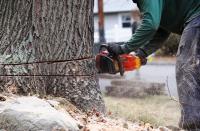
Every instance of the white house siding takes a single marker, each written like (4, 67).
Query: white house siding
(114, 32)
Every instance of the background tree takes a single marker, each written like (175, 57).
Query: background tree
(46, 49)
(170, 47)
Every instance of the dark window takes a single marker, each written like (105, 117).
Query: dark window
(126, 21)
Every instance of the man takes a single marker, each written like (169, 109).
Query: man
(160, 18)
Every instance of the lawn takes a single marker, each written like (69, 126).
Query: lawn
(156, 110)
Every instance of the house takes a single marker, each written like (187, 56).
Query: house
(118, 20)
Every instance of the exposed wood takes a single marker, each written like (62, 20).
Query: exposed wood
(49, 30)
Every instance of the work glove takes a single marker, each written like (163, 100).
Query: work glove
(142, 55)
(115, 49)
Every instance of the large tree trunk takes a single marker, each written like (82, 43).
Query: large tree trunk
(46, 49)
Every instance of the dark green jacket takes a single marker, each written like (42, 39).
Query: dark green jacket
(160, 18)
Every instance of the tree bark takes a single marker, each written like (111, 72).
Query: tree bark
(46, 49)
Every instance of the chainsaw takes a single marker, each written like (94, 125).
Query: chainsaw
(107, 62)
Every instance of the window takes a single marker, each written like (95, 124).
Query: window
(126, 21)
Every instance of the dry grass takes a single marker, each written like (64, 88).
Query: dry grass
(156, 110)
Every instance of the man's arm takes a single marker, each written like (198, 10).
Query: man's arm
(152, 11)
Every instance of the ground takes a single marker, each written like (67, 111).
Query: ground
(157, 110)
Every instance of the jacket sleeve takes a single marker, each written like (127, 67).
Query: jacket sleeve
(151, 10)
(160, 37)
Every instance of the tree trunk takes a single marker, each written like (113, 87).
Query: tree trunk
(46, 49)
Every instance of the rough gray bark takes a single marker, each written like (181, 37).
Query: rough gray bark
(54, 39)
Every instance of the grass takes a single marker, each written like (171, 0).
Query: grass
(156, 110)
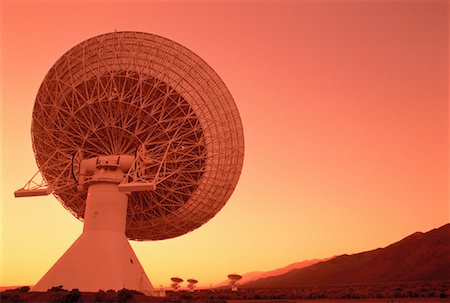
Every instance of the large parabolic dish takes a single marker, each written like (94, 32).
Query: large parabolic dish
(124, 92)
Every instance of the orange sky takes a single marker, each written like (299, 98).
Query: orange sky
(345, 113)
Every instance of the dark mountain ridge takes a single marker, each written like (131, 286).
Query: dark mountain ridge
(418, 257)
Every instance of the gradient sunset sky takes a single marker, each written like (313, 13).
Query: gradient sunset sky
(345, 113)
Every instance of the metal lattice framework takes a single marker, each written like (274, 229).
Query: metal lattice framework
(127, 92)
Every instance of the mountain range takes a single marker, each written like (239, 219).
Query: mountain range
(418, 257)
(255, 275)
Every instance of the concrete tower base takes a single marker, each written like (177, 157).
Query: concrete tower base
(101, 258)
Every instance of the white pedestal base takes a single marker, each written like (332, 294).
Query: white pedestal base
(98, 260)
(101, 258)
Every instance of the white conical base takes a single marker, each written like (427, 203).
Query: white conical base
(101, 258)
(98, 260)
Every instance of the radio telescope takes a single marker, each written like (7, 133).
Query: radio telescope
(176, 283)
(138, 137)
(233, 279)
(191, 284)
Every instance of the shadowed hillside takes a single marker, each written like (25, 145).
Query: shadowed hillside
(418, 257)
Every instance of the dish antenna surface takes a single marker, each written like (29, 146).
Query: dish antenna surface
(233, 279)
(139, 138)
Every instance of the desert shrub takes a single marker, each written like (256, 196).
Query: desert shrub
(73, 296)
(100, 296)
(186, 297)
(124, 295)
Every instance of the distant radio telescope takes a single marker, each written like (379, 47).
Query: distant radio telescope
(191, 284)
(233, 279)
(176, 283)
(139, 138)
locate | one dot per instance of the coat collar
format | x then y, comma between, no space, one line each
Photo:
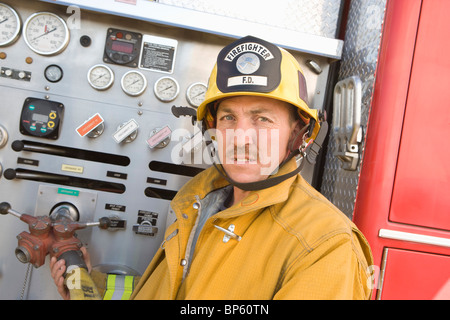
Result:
210,180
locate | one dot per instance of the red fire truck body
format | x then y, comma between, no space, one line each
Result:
402,204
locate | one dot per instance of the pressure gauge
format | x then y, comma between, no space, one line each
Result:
10,25
166,89
46,33
53,73
195,94
100,77
133,83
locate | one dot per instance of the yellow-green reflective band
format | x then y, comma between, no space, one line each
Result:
118,287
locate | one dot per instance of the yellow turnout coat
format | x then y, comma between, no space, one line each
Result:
294,245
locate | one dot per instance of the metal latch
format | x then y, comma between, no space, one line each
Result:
347,121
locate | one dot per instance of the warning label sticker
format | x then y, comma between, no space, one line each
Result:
89,125
158,54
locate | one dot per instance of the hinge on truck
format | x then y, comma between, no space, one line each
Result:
347,121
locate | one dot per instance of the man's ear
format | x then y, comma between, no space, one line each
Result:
296,137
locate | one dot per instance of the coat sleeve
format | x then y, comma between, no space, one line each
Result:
337,269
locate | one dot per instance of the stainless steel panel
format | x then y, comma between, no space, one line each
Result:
121,249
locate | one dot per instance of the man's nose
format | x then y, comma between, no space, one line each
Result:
245,133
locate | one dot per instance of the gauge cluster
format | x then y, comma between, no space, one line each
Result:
138,59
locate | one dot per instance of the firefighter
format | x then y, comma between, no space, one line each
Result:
250,227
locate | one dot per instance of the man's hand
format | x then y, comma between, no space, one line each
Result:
57,269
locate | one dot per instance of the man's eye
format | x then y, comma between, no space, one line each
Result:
264,119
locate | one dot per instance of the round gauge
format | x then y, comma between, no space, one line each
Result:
100,77
133,83
46,33
53,73
9,25
166,89
195,94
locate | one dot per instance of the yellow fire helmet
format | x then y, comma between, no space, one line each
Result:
252,66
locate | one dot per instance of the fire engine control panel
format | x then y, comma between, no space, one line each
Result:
90,118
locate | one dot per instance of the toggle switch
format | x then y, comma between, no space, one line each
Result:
126,132
159,137
3,137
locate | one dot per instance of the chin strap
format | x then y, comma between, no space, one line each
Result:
307,151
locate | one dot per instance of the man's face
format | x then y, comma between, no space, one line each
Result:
253,134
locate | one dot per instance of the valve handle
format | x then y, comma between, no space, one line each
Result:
103,223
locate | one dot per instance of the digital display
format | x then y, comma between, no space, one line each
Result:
39,117
121,46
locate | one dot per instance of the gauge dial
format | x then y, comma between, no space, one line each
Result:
134,83
195,94
100,77
46,33
9,25
53,73
166,89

·····

**Description of the task:**
Print out every entry above without changing a word, and leave out the pictures.

**Response for this exercise:**
Every instance of the white house siding takes a single marker, each written like (4, 67).
Query: white house siding
(114, 32)
Every instance of the background tree takes a single marker, each written like (175, 57).
Query: background tree
(46, 49)
(170, 47)
Every instance of the dark window takes a single marker, each written like (105, 117).
Query: dark window
(126, 21)
Every instance of the man takes a single marker, each written like (169, 109).
Query: man
(160, 18)
Every instance of the lawn takes a single marker, each written like (69, 126).
Query: lawn
(156, 110)
Every instance of the house takes a single marker, each written like (187, 56).
Query: house
(118, 20)
Every instance of the exposed wood takes a single marker, each written like (62, 20).
Query: exposed wood
(49, 30)
Every instance of the work glove takes a single marker, each written like (163, 100).
Query: work glove
(142, 55)
(115, 49)
Every instance of the large tree trunk takes a single marker, each written like (82, 43).
Query: large tree trunk
(46, 49)
Every instance of the dark green jacket takes a single marker, each written like (42, 39).
Query: dark green jacket
(160, 18)
Every instance of the tree bark takes a single marker, each written like (111, 72).
Query: tree bark
(46, 49)
Every instance of the chainsaw takes a single marker, each written like (94, 125).
Query: chainsaw
(107, 62)
Every instance of the window takes a single marker, each written like (95, 124).
Query: window
(126, 21)
Every instance of the dry grass takes a single marker, each written like (64, 88).
Query: dry grass
(156, 110)
Every instance of the man's arm takes a single marker, each written like (198, 10).
Query: man's arm
(152, 11)
Every instance of the ground takes a single marker, each written like (67, 111).
Query: ground
(157, 110)
Every instance of the jacket sleeve takes a single marker, each written like (127, 67).
Query: jacket sleeve
(151, 10)
(160, 37)
Every instance of the tree trunk takes a single marker, each written like (113, 87).
Query: tree trunk
(46, 49)
Every instance of the rough gray bark takes a single marker, each written like (181, 37).
Query: rough gray bark
(54, 39)
Every instance of the grass takes a single marker, each written like (171, 0).
Query: grass
(156, 110)
Every instance of the large parabolic dish takes a single marker, each written like (94, 32).
Query: large parabolic dish
(124, 92)
Every instance of the orange sky takes a single marker, each written like (299, 98).
Query: orange sky
(345, 113)
Every instance of the dark mountain ridge takes a single marker, each written like (131, 286).
Query: dark mountain ridge
(418, 257)
Every instance of the gradient sunset sky takes a single marker, each written like (313, 13).
Query: gradient sunset sky
(345, 113)
Every instance of the metal lattice framework takes a single marker, each written like (274, 229).
Query: metal lattice framework
(127, 92)
Every instance of the mountain range takes a single marker, each written like (239, 219).
Query: mountain range
(418, 257)
(255, 275)
Every instance of the concrete tower base takes a single marker, each written like (177, 157).
Query: concrete tower base
(101, 258)
Every instance of the white pedestal base takes a single marker, each written like (332, 294).
Query: white pedestal base
(98, 260)
(101, 258)
Every instance of the white conical base takes a single marker, each written like (427, 203).
Query: white conical base
(101, 258)
(98, 260)
Every instance of the radio telescope takes a single marker, each written like (7, 133).
Query: radio telescope
(176, 283)
(138, 137)
(233, 279)
(191, 284)
Every instance of the shadowed hillside takes a single marker, each written like (25, 145).
Query: shadowed hillside
(418, 257)
Every instance of the dish antenna surface takes a single marker, each written like (29, 146).
Query: dish antenna surface
(233, 279)
(139, 138)
Every instance of the desert shrub takes a single marker, each written like (256, 196).
Query: desert shrub
(73, 296)
(100, 296)
(186, 297)
(124, 295)
Every instance of the distant radio telescope takes a single marker, each written like (379, 47).
Query: distant radio telescope
(191, 284)
(233, 279)
(176, 283)
(139, 138)
locate | one dot per instance of the coat collar
format | x then y, comma between, no space, one line each
Photo:
Result:
210,180
locate | one dot per instance of the red fire truck body
format | x then y, comma between, no space, one line each
Result:
402,204
locate | one dot per instance of the pressure gauge
format | x then y, comma between, no space, one line each
Result:
10,25
166,89
46,33
53,73
195,94
100,77
133,83
locate | one dot per instance of the yellow-green reflective band
format | x then y, comma between, no space, one line each
Result:
118,287
locate | one dot per instance of the yellow turnout coat
format | x then y, comma between, no space, one line each
Result:
294,245
locate | one dot per instance of the metal latch
format | x then y, comma between, no space, one line each
Result:
347,121
locate | one dot per instance of the warning label sticker
format | x then y, comma between, no space, one line each
Result:
89,125
158,54
locate | one dot per instance of the hinge on truck
format | x then y, comma between, no space, one line each
Result:
347,121
locate | one dot per instance of the man's ear
format | x then y, comma between, no space, one line each
Result:
296,137
locate | one dot per instance of the coat sleeve
format | x then y, comma between, no space, one line each
Result:
337,269
locate | one dot per instance of the stainless steel panel
format | x then y, comma between, no space, one line each
Result:
121,249
locate | one dot per instance of the man's nose
format | x then y, comma between, no space, one line each
Result:
245,133
locate | one dot per instance of the gauge cluster
format | x then y, comma between, no space, one line each
Result:
138,59
locate | one dot per instance of the firefighter
format | x then y, comma between, no space, one line each
Result:
250,227
locate | one dot per instance of the man's hand
format | x then y, comma between, no space, one line each
Result:
57,269
locate | one dot per instance of the man's eye
format | x then y, comma between, no space, one line each
Result:
264,119
locate | one dot per instance of the round gauge
format | x then y, comma between, no space, one line each
Result:
100,77
133,83
46,33
53,73
9,25
166,89
195,94
locate | one dot per instance of the yellow fire helmet
format | x then y, comma between, no space, one line each
Result:
252,66
locate | one dot per instance of the fire engine control panel
format | x then y, comma between, no space, one line each
Result:
90,118
locate | one dot per instance of the toggle switch
format | x then y, comma between, no space, one line each
Result:
126,132
159,137
3,137
locate | one dot per instance of the chin strap
format | x then y, comma between, no space, one line each
Result:
307,151
locate | one dot per instance of the man's face
format | x then y, comma between, no space, one line each
Result:
253,134
locate | one dot per instance of the valve handle
format | x then y, comma between, no space, one line each
Result:
103,223
locate | one dot per instance of the digital display
format | x then y, comma between, no space, one line each
Result:
39,117
121,46
locate | one dot per instance of the gauge dial
format | x then y, comma between, no space, one line each
Result:
134,83
195,94
100,77
46,33
9,25
53,73
166,89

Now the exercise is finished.